> [The exercise]:
Write out the data below verbatim, keeping every line in its original order.
######
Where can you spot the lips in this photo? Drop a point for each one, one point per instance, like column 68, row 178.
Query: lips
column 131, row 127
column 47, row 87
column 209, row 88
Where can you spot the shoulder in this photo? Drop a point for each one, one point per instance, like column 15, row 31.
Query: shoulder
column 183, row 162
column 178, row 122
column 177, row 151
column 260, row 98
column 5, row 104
######
> [Answer for the task]:
Where can you spot the lips in this photo? Drop a point for each one, one point per instance, like column 68, row 178.
Query: lips
column 131, row 127
column 47, row 87
column 209, row 88
Where can you spot the shoulder in this photo? Drop a point for each one, one point per instance, like column 15, row 31.
Query: shoulder
column 183, row 162
column 178, row 122
column 177, row 151
column 260, row 98
column 5, row 104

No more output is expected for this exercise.